EXCERPT section start
Radiography plays a key role in the initial evaluation of acute knee pain in adults. Yet conflicting studies and the absence of clear guidelines may leave the primary care physician uncertain as to which imaging test to order—ie, whether radiography is sufficient, and when computed tomography (CT) or magnetic resonance imaging (MRI) is needed. This article reviews the indications for radiologic examination of the knee and discusses indications for cross-sectional imaging studies. Imaging in oncology patients is not discussed here.
ACUTE KNEE PAIN: A TYPICAL SCENARIO
A 47-year-old woman presents to the emergency department with left knee pain after a motor vehicle accident that occurred the day before. The car she was driving hit a tree, and she hit her knee on the dashboard. She was wearing a seatbelt at the time of the accident. She says she was unable to walk immediately after the accident because of knee pain.
The initial examination in the emergency room reveals swelling and pain throughout the range of motion. The anterior drawer test and the Lachman test are negative (see below).
EXCERPT section end
GIVEN INFORMATION section start
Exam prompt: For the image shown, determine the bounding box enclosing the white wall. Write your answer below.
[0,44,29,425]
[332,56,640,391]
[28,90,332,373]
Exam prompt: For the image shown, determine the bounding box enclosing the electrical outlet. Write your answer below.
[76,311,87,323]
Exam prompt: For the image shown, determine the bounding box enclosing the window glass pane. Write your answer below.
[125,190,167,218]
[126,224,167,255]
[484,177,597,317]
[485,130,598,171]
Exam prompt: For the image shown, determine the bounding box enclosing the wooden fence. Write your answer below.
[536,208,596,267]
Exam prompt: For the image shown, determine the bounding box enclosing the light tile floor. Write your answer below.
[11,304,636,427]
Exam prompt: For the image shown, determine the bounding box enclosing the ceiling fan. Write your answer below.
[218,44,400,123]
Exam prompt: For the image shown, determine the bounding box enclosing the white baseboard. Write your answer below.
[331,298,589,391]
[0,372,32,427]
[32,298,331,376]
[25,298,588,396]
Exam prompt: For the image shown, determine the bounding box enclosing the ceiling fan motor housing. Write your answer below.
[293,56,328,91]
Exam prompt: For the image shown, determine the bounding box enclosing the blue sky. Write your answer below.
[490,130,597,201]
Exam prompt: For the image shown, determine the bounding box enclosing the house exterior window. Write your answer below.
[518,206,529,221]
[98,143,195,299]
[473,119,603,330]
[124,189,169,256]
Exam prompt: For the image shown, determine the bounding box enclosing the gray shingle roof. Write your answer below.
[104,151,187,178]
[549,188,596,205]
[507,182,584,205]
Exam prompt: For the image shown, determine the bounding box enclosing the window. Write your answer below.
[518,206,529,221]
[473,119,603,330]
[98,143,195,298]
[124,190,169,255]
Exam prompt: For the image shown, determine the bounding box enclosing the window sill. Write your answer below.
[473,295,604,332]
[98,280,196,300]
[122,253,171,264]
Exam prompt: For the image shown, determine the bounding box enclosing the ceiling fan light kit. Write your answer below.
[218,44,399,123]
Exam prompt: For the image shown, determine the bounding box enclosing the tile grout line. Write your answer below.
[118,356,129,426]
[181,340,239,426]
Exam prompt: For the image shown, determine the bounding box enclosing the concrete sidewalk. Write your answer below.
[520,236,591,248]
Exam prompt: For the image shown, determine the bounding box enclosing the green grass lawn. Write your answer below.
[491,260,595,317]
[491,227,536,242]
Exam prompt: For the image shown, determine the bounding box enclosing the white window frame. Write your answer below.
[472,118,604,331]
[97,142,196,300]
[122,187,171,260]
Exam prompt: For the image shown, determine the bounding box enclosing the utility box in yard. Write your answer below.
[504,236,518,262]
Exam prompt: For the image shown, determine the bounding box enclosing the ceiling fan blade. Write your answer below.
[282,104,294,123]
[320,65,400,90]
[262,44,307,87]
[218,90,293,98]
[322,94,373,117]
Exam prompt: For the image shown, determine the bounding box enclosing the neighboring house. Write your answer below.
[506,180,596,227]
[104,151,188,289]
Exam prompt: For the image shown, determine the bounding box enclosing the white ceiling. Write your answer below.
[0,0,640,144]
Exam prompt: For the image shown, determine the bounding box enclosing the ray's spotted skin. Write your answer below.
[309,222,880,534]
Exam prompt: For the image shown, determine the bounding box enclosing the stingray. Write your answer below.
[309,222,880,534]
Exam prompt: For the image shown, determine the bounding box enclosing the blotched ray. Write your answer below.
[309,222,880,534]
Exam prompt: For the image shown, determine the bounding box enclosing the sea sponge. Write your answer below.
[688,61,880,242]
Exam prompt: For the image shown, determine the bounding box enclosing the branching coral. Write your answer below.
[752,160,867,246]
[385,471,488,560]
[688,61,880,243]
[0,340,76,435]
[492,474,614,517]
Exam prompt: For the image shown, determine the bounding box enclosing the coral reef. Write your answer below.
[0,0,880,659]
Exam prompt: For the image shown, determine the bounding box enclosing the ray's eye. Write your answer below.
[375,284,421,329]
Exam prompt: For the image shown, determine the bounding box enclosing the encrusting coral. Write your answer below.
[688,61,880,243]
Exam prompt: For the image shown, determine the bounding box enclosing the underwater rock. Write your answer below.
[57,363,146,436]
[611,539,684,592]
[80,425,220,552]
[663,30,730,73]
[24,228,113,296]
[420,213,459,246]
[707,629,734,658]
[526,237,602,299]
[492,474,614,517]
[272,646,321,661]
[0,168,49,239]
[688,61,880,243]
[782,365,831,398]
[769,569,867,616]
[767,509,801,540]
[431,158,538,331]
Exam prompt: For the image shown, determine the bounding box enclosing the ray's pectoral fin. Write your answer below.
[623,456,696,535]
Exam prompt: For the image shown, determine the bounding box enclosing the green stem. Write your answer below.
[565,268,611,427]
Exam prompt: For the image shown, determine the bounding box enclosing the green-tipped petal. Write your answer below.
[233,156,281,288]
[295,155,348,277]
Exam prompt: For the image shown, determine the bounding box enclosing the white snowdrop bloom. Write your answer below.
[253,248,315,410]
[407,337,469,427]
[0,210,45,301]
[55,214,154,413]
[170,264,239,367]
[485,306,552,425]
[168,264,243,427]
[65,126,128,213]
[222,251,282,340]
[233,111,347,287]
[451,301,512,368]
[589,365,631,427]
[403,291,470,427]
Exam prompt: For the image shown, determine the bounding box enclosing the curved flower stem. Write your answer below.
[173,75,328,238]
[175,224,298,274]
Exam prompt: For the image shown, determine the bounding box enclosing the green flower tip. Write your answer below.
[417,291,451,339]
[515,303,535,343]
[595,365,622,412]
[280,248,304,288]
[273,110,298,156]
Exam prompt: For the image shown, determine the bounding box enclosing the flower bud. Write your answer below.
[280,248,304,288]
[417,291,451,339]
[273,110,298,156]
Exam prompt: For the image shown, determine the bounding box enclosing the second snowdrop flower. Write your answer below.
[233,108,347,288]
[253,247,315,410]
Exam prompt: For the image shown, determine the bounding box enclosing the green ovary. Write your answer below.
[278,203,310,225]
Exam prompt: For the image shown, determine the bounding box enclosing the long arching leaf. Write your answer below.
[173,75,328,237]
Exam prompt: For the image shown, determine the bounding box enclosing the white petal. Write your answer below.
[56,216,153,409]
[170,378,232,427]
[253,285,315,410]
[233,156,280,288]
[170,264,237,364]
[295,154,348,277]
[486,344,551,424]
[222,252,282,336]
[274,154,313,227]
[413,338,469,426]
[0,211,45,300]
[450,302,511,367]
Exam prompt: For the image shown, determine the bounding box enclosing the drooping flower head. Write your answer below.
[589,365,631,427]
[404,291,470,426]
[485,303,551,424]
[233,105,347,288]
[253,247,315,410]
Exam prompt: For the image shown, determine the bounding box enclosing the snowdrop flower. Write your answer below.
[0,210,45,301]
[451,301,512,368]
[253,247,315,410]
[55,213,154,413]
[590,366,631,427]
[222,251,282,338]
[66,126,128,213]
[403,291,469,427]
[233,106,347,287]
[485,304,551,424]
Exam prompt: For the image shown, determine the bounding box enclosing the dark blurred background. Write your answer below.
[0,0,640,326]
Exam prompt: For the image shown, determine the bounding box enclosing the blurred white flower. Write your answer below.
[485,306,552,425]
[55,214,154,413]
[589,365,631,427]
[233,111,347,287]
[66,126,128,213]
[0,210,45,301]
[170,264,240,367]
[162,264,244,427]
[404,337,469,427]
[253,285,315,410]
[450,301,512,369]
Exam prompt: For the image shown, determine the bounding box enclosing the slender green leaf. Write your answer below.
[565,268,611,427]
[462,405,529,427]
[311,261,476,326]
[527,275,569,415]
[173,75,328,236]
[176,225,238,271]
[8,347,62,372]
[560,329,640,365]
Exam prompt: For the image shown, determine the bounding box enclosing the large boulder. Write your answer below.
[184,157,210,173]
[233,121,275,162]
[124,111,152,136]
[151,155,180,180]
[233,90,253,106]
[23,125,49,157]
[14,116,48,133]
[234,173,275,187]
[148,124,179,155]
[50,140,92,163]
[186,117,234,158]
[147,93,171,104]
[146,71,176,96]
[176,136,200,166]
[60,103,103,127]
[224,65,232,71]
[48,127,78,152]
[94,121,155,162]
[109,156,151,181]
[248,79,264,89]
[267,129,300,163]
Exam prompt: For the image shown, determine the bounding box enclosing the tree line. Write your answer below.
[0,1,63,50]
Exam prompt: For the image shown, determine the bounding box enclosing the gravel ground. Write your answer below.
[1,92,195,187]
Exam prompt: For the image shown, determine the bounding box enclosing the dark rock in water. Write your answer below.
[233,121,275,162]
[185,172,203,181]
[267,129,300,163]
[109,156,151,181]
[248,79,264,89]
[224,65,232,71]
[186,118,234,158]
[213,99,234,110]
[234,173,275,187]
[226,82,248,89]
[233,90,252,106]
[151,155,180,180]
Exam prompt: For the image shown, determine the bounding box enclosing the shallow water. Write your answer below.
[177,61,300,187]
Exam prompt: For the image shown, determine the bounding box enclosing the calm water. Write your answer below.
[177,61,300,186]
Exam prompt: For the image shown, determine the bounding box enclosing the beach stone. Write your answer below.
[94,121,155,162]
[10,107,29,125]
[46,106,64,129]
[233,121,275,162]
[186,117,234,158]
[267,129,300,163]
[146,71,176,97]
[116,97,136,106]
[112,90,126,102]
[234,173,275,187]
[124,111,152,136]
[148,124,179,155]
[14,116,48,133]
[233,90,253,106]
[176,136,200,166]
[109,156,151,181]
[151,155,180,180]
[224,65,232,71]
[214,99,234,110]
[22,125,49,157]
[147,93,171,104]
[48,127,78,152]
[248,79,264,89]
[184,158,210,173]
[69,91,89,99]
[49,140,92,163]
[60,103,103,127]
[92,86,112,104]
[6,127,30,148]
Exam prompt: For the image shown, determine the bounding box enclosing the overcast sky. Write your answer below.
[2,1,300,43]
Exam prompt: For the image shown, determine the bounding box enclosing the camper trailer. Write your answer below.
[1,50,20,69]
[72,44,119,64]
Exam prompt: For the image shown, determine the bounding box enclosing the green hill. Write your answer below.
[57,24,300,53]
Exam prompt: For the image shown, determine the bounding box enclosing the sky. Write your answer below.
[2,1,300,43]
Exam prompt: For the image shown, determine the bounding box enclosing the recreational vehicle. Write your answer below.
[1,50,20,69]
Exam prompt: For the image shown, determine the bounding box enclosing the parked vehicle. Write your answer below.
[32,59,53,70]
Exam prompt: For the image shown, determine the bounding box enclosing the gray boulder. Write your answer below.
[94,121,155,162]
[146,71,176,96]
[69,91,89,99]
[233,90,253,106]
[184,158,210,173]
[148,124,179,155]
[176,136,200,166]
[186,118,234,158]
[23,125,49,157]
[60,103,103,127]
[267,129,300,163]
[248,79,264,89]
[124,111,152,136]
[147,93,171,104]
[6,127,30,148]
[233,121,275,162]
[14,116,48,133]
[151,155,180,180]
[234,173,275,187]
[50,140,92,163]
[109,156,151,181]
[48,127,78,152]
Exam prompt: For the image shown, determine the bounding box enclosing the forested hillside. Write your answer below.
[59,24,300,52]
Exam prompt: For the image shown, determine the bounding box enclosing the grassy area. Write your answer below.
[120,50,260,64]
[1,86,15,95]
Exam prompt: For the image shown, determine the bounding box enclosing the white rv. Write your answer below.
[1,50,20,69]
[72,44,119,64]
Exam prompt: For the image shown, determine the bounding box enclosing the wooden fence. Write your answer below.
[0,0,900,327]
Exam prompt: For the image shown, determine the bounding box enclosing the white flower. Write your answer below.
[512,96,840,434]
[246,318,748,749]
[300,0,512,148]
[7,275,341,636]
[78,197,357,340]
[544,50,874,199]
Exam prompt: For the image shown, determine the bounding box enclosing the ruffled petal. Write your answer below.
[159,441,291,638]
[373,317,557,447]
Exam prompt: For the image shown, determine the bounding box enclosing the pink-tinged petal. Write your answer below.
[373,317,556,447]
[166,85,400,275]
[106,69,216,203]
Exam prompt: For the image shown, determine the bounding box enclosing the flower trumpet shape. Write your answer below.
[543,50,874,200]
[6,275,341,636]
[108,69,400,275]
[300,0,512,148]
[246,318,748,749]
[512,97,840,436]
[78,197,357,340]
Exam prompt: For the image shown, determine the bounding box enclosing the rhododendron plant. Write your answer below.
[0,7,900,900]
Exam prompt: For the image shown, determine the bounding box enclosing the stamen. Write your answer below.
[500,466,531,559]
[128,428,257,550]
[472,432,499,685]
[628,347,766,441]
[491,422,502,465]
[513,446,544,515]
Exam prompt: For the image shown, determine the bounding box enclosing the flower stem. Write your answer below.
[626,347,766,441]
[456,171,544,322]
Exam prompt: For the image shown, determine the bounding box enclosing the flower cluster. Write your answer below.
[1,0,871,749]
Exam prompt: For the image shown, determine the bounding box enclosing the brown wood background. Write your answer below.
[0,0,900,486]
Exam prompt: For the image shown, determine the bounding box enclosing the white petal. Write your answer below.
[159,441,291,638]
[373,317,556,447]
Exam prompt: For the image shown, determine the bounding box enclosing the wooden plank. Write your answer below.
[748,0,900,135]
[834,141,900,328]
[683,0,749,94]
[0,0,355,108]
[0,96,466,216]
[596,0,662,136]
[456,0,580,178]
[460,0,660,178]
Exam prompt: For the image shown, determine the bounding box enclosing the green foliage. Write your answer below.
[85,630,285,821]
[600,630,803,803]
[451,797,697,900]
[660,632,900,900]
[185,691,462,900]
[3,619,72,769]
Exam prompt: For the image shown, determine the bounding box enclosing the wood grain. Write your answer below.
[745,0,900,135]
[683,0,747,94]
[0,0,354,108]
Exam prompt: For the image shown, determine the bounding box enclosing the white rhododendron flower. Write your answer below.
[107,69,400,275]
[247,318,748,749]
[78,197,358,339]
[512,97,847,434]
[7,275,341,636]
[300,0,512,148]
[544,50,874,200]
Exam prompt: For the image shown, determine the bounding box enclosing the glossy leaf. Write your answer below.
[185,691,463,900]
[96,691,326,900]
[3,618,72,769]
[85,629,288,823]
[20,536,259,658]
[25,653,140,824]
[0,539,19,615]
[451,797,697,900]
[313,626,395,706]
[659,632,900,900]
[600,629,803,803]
GIVEN INFORMATION section end
REQUIRED WORK:
(1) From the knee pain passage, extract the part that opens with the words containing "ACUTE KNEE PAIN: A" and closes with "negative (see below).", copying it word for word.
(2) Extend the passage on imaging for acute knee pain, picking up from where it stops.

TASK ANSWERS:
(1)
ACUTE KNEE PAIN: A TYPICAL SCENARIO
A 47-year-old woman presents to the emergency department with left knee pain after a motor vehicle accident that occurred the day before. The car she was driving hit a tree, and she hit her knee on the dashboard. She was wearing a seatbelt at the time of the accident. She says she was unable to walk immediately after the accident because of knee pain.
The initial examination in the emergency room reveals swelling and pain throughout the range of motion. The anterior drawer test and the Lachman test are negative (see below).

(2)
The patient is discharged home with a knee immobilizer, pain medication, and crutches, with instructions for a follow-up visit in the orthopedics clinic.
Five days later, she returns to the emergency department complaining of continuing knee pain. She says the knee gives way when she puts weight on it. The physical findings are unchanged, and she is discharged home with a follow-up appointment with orthopedics in 3 days.
At the follow-up visit, she complains of persistent knee pain in the medial aspect of the knee joint. Physical examination is difficult because of pain and swelling, and it reveals mild joint effusion with no gross instability. She has pain on the medial side with valgus stress, but there appears to be a hard end point. There is no posterior sag, and the Lachman test is negative.
Based on the physical examination and the patient’s complaints, she receives a diagnosis of medial collateral ligament strain and injury. She is given a hinged brace and is instructed to undergo a physical rehabilitation program.
Three weeks after the initial evaluation, she returns to the orthopedics clinic with continuing knee problems. Mild knee effusion persists, but she has less pain and swelling, allowing a more complete examination. The examination reveals less limitation of range of motion and a hint of positivity on the Lachman test. The knee is diffusely tender, and the pain seems out of proportion with the maneuvers used during the examination. She requests more pain medication. You suspect internal derangement of the knee. Which imaging test should you order to further evaluate this patient?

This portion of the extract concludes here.